• Reading text
● ● ● ● ●

In the state of Florida there have been 23 death row exonerations since 1973. That is more exonerations in Florida than in California, Missouri, Mississippi, South Carolina, Indiana, Tennessee, Idaho, Kentucky, Maryland, Nebraska, Nevada, Virginia and Washington combined.
http://www.innocenceproject.org/understand/Unreliable-Limited-Science.php
The Absence of Scientific Standards
Unlike DNA testing, many forensic disciplines – particularly those that deal with comparing impression marks and objects like hair and fiber – were developed solely to solve crime. These disciplines have evolved primarily through their use in individual cases. Without the benefit of basic research or adequate financial resources, applied research has also been minimal.
In fact, many forensic testing methods have been applied with little or no scientific validation and with inadequate assessments of their robustness or reliability. Furthermore, they lacked scientifically acceptable standards for quality assurance and quality control before their implementation in cases.
As a result, forensic analysts sometimes testify in cases without a proper scientific basis for their findings. Testimony about more dubious forensic disciplines, such as efforts to match a defendant’s teeth to marks on a victim or attempts to compare a defendant’s voice to a voicemail recording, are cloaked in science but lack even the most basic scientific standards. Even within forensic disciplines that are more firmly grounded in science, evidence is often made to sound more precise than it should. For example, analysts will testify that hairs from a crime scene “match” or “are consistent with” defendants’ hair – but because scientific research on validity and reliability of hair analysis is lacking, they have no way of knowing how rare these similarities are, so there is no way to know how meaningful this evidence is.

● ● ● ● ●

• Information given
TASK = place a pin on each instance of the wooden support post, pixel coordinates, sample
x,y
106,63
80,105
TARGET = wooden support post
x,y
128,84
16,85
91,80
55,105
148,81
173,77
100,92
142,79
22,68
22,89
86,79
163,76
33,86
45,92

● ● ● ● ●

Continue the text on unreliable forensic science, starting after its final sentence.

Just trying to make a point that although circumstantial evidence can and is used in many cases, it is obviously not foolproof, and when the circumstantial evidence is as weak (IMO) as it was in this case, I think a verdict of guilt would have resulted in an appeal and acquittal.
There have been 138 death row exonerations since 1973. That means that 1656 jurors unanimously convicted 138 innocent people to be executed. This is just death row exonerations, there have been hundreds of other exonerations where thousands of jurors wrongly convicted the innocent. Had this jury reached a verdict of guilt, I think KC would have joined the hundreds of wrongly convicted.
I think the jury in this case gave the correct verdict, because two of the key pieces of evidence was the air sample and single hair, although they passed the Frye hearing, I still think they lack the scientific standards needed to be used convincingly in a courtroom. JB and his witnesses successfully rebutted this evidence in my opinion.